Saturday, June 30, 2012

Dadaab news from Barry

 

 

It is one of the nearer misses in an eventful career on the front line.  I have just (after an awful dry spell unemployed) been appointed as interim manager (3 months) of the Norwegian Refugee Council's Education programme here.  The programme as I found it when I arrived ten days ago consists of a youth vocational training centre in each of the four major camps and one in town (there are half a million refugees here mostly from Somalia).   We, the non-refugee staff live in a huge secured "humanitarian compound" in the small town of Dadaab.   The camps are within 15km in two directions.  We go there in police-escorted convoys usually.   Right now we can't leave the compound even to buy telephone air time.

 

We have about 600 refugee and Kenyan youth (in the town's Centre) doing a one year course. Half a day on a skill (electrical, computers, masonry, plumbing, hair/beauty etc) and half a day on academics depending on their level - anything from basic literacy and numeracy to secondary equivalent.  At the end we form them into small teams for six months and give them some tools to start up a small business.  It has mixed results (Somalis are much more naturally traders and dealers than brick-layers).
┄┄┄┄┄┄┄┄┄┄
> [Using the information]
**a.** Copy the Dadaab post between "Dadaab news from" and "telephone air time.", inclusive, swapping each "compound" for "base".
**b.** Answer these questions from the Dadaab post:
(i) How long is the interim manager appointment?
(ii) About how many refugee and Kenyan youth are doing the one-year course?
(iii) For how long are the small teams formed at the end of the course?
Work only from the Dadaab post.

Saved data entries
┄┄┄┄┄┄┄┄┄┄
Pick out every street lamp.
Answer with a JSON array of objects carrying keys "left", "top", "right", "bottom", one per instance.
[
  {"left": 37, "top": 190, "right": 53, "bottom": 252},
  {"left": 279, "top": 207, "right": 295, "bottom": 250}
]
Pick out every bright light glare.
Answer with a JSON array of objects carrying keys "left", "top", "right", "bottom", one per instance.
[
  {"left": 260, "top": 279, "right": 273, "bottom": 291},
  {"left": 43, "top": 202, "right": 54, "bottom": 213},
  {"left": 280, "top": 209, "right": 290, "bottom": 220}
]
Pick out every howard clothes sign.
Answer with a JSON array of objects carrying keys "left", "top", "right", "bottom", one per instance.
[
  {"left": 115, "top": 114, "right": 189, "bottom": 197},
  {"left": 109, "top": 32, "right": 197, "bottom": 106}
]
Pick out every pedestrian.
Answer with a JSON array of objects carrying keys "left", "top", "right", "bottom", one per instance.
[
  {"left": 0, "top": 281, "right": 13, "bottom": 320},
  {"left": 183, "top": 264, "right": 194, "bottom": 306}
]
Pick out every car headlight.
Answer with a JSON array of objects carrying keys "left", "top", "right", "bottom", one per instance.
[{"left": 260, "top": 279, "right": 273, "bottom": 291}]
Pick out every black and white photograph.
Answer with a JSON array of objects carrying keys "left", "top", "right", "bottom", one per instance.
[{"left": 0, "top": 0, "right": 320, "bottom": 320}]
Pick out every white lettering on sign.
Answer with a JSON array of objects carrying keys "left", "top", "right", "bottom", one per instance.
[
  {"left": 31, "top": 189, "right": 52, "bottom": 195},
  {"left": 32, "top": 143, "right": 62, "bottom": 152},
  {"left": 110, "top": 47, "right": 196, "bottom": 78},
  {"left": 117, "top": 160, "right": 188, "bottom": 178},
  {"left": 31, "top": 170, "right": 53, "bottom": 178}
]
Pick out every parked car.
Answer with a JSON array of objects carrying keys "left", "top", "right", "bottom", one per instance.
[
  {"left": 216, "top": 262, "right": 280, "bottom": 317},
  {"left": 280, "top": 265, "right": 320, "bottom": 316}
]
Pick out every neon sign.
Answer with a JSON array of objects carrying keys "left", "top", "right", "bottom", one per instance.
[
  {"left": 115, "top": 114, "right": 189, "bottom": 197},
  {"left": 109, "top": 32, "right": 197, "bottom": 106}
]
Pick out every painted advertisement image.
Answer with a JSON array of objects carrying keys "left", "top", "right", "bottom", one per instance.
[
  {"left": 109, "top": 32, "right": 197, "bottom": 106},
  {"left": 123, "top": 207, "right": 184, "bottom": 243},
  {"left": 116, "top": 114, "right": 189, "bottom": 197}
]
┄┄┄┄┄┄┄┄┄┄
> [Task solutions]
**a.**
Dadaab news from Barry

 

 

It is one of the nearer misses in an eventful career on the front line.  I have just (after an awful dry spell unemployed) been appointed as interim manager (3 months) of the Norwegian Refugee Council's Education programme here.  The programme as I found it when I arrived ten days ago consists of a youth vocational training centre in each of the four major camps and one in town (there are half a million refugees here mostly from Somalia).   We, the non-refugee staff live in a huge secured "humanitarian base" in the small town of Dadaab.   The camps are within 15km in two directions.  We go there in police-escorted convoys usually.   Right now we can't leave the base even to buy telephone air time.

**b.**
(i) 3 months
(ii) About 600
(iii) Six months